Exercise requirements - Every line in the data below from the one containing "M 59 274 L 24" down to the one containing "M 349 162 L", both included, must be retyped exactly; no other line is to appear.

:: Input records ::

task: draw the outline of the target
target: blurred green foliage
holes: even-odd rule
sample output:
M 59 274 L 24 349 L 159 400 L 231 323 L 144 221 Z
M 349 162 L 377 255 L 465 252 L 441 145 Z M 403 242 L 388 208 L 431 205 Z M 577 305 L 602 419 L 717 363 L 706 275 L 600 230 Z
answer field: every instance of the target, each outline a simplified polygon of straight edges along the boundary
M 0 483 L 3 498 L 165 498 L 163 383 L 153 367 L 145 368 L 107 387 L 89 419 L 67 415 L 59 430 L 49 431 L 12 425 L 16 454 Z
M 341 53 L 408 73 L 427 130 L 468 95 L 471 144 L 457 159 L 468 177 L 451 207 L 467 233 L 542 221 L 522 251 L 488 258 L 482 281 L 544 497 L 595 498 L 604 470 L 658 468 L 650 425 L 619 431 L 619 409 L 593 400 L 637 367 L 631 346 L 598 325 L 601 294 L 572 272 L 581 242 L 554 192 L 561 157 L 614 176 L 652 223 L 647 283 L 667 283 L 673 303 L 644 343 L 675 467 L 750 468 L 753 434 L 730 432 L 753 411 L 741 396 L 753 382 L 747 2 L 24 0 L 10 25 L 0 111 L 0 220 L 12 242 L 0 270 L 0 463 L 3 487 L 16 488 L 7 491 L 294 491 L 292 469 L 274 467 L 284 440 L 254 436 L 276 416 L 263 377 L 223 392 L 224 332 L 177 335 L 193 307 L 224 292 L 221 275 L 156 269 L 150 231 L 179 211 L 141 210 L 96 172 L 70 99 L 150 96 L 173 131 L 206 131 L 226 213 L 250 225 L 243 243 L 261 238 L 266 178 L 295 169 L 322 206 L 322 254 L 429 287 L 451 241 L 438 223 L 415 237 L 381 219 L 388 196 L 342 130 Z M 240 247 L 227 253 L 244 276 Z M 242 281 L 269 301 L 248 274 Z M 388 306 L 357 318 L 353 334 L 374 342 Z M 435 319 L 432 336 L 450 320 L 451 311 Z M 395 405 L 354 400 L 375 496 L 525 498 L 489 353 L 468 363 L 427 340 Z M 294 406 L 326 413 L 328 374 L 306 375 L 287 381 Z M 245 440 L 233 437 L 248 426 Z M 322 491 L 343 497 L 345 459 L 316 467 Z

:::

Your response -
M 59 274 L 24 349 L 159 400 L 231 323 L 144 221 Z
M 349 162 L 377 255 L 465 252 L 441 145 Z M 403 242 L 388 208 L 431 205 Z M 577 305 L 602 419 L 717 363 L 706 275 L 600 230 Z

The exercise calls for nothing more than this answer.